** Instructions for the task **
Find every line in the listing below that contains the word "glove" and copy each one. Case matters.

** Data for this exercise **
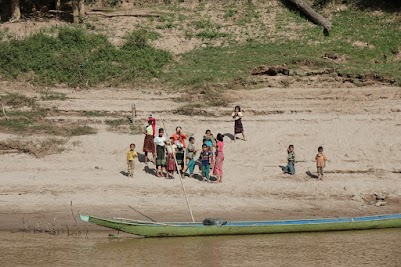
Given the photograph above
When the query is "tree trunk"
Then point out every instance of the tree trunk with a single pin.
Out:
(16, 11)
(312, 14)
(81, 4)
(75, 11)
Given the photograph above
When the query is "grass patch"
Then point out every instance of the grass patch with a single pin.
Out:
(33, 121)
(17, 100)
(79, 58)
(379, 61)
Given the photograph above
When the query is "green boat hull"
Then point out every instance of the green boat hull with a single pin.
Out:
(149, 229)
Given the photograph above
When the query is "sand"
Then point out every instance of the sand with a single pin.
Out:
(359, 129)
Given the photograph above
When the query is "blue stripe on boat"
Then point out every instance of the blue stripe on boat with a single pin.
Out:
(293, 222)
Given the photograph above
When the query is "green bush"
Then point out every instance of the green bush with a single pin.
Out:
(79, 58)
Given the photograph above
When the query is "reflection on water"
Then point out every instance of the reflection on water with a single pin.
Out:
(359, 248)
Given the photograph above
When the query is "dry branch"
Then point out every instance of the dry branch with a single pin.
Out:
(312, 14)
(90, 13)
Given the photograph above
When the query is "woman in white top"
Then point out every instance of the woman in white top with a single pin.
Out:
(160, 142)
(171, 164)
(238, 128)
(148, 143)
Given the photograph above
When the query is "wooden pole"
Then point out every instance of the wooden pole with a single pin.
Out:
(58, 5)
(16, 10)
(75, 11)
(182, 184)
(133, 113)
(312, 14)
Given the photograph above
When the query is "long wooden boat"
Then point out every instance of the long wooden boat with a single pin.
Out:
(170, 229)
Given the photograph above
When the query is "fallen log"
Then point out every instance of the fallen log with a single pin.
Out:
(270, 70)
(313, 15)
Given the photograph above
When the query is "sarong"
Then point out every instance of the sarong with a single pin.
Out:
(205, 171)
(290, 168)
(179, 155)
(191, 166)
(218, 164)
(238, 128)
(170, 162)
(161, 156)
(149, 144)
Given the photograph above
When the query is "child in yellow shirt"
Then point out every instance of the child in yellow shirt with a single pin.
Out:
(131, 155)
(320, 162)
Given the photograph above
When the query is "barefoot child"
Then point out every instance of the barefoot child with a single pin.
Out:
(218, 165)
(191, 151)
(160, 142)
(210, 142)
(290, 168)
(171, 166)
(148, 143)
(320, 162)
(131, 155)
(205, 158)
(238, 128)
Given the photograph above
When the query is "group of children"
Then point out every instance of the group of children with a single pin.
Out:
(174, 155)
(320, 159)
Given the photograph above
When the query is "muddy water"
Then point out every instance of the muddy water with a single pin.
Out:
(360, 248)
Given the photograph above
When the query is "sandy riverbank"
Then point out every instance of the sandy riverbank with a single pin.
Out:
(358, 127)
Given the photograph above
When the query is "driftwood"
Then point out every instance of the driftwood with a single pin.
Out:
(312, 14)
(8, 151)
(270, 70)
(120, 14)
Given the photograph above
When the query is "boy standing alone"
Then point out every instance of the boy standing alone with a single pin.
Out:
(320, 162)
(131, 155)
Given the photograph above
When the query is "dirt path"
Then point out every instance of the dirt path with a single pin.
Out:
(359, 129)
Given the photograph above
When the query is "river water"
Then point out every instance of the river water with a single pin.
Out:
(359, 248)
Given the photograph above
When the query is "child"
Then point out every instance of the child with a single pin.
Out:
(191, 151)
(131, 155)
(218, 165)
(205, 157)
(208, 140)
(290, 168)
(160, 142)
(148, 143)
(171, 166)
(320, 162)
(238, 128)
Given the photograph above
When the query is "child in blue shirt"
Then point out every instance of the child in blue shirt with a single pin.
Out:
(205, 158)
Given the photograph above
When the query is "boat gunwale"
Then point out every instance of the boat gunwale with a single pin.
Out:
(257, 223)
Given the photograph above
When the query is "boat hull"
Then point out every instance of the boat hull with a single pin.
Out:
(149, 229)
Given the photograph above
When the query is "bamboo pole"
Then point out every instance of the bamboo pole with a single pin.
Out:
(182, 184)
(81, 8)
(133, 113)
(75, 11)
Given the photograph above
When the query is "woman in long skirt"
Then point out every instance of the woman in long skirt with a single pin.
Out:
(160, 142)
(171, 166)
(148, 143)
(238, 127)
(218, 165)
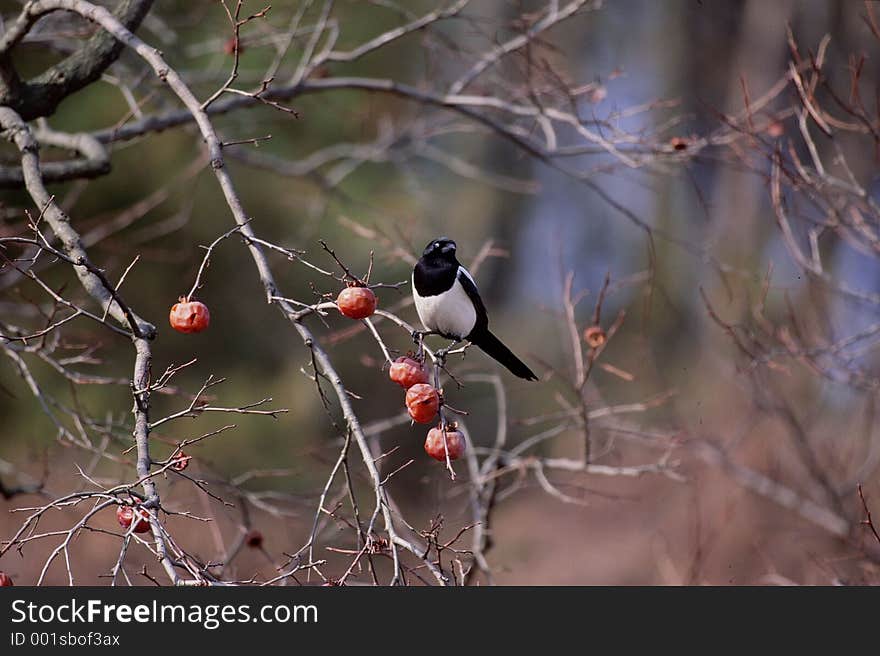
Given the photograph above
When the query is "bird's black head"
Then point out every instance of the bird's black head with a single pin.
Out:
(441, 248)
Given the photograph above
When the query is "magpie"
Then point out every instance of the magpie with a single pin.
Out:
(449, 304)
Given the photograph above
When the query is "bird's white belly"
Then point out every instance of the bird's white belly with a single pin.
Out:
(451, 312)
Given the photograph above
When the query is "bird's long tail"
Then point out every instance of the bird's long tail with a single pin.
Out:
(496, 349)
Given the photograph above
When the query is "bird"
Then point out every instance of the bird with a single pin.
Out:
(449, 305)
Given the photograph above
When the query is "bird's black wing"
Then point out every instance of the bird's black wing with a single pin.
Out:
(470, 288)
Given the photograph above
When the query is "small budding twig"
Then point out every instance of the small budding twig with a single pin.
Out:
(868, 521)
(207, 259)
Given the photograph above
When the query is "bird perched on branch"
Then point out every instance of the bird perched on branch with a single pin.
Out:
(449, 305)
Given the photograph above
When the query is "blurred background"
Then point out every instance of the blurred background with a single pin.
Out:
(766, 410)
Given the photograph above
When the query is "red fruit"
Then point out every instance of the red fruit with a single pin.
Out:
(422, 402)
(180, 462)
(595, 337)
(253, 539)
(407, 372)
(189, 316)
(434, 446)
(356, 302)
(125, 515)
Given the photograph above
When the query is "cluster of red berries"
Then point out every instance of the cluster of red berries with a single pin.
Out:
(125, 515)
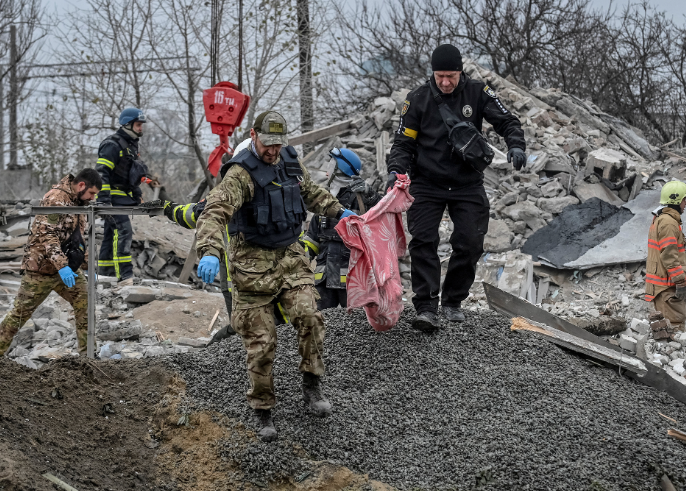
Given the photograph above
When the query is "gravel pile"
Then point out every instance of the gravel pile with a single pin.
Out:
(471, 404)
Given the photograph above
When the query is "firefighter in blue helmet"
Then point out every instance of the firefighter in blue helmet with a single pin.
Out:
(121, 170)
(331, 272)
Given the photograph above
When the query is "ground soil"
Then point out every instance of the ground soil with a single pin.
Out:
(122, 425)
(179, 318)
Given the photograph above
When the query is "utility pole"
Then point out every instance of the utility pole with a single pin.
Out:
(2, 124)
(14, 96)
(306, 99)
(240, 44)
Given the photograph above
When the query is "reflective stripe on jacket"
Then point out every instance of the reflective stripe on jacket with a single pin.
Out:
(666, 257)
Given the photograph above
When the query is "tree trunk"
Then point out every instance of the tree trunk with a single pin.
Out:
(306, 99)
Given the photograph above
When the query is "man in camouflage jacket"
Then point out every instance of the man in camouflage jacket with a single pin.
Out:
(46, 267)
(264, 198)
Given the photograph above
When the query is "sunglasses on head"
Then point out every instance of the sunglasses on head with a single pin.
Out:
(337, 154)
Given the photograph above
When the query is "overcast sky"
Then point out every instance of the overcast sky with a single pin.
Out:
(676, 8)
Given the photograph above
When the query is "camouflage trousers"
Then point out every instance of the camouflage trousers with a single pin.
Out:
(33, 291)
(257, 328)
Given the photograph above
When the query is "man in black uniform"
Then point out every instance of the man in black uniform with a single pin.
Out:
(440, 178)
(121, 171)
(331, 273)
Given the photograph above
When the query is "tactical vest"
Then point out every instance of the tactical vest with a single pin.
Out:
(128, 170)
(274, 217)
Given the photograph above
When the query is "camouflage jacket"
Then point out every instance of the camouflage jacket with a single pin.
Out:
(43, 251)
(237, 188)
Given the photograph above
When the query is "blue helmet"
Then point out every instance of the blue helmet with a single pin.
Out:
(131, 115)
(347, 161)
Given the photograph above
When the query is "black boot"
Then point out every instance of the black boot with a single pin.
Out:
(267, 432)
(426, 321)
(453, 314)
(313, 396)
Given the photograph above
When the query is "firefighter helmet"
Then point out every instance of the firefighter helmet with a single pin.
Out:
(673, 193)
(347, 161)
(131, 115)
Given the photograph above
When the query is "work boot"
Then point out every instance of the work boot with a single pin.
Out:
(313, 396)
(426, 321)
(126, 282)
(453, 314)
(267, 432)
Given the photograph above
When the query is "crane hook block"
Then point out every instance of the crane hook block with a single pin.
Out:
(225, 108)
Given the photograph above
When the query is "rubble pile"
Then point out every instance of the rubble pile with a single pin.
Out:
(584, 173)
(123, 330)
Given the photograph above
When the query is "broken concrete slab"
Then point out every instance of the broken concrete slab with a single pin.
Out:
(139, 294)
(585, 191)
(575, 231)
(556, 205)
(499, 237)
(607, 163)
(522, 211)
(630, 244)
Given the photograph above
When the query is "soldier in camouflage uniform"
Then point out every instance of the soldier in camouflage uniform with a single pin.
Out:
(53, 254)
(264, 198)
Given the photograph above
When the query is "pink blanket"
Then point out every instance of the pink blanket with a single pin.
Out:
(376, 240)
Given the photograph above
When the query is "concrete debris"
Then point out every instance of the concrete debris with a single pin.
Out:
(386, 397)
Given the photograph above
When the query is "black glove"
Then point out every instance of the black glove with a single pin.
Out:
(517, 157)
(681, 291)
(108, 218)
(156, 203)
(390, 183)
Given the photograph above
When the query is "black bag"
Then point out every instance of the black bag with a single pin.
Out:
(467, 141)
(75, 249)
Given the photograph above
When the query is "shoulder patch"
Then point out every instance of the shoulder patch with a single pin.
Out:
(406, 106)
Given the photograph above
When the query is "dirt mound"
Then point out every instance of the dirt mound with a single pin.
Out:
(123, 425)
(84, 422)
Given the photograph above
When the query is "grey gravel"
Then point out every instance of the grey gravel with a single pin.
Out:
(473, 403)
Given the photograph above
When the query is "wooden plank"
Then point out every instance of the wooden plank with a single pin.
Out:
(321, 133)
(58, 482)
(581, 345)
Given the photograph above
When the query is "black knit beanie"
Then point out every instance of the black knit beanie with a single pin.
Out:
(446, 58)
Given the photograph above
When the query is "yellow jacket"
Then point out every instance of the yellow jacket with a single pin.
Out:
(666, 256)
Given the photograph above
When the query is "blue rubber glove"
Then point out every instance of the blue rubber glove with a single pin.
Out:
(517, 157)
(68, 276)
(208, 268)
(348, 213)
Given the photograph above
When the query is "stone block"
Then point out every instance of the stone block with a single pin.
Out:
(552, 189)
(607, 163)
(193, 342)
(556, 205)
(661, 335)
(639, 325)
(627, 342)
(498, 238)
(139, 294)
(523, 211)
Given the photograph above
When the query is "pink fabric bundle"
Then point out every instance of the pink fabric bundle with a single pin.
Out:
(376, 240)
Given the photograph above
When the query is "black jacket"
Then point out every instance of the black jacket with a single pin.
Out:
(421, 142)
(115, 158)
(324, 242)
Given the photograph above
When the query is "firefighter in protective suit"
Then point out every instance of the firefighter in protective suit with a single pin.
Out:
(121, 170)
(665, 277)
(331, 273)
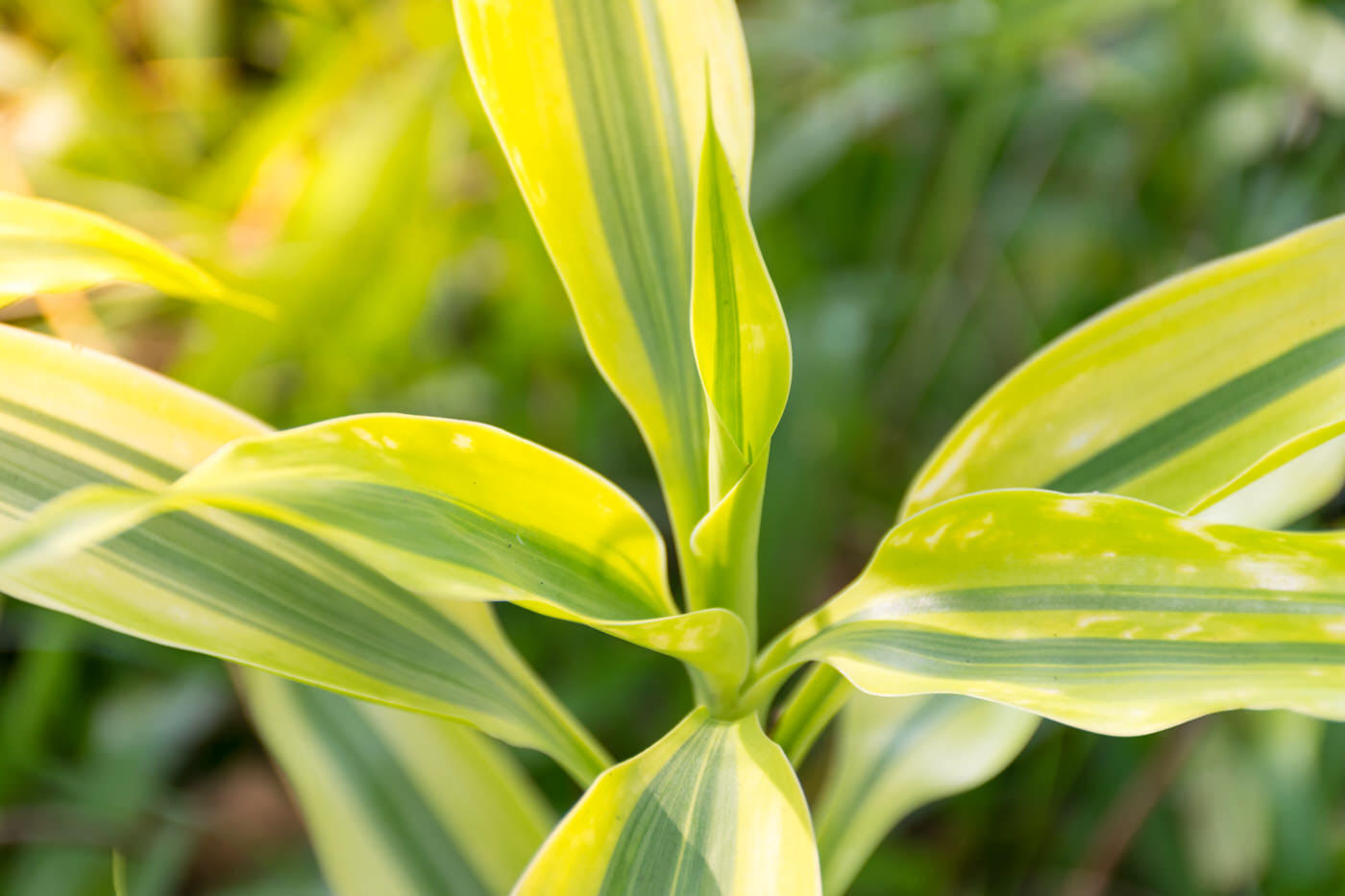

** Full output **
When the query is "black glove"
Then point out every instance of the black glove with a single pin.
When the query is "blue rubber glove"
Then point out every instance of the blue rubber glove with a single pin.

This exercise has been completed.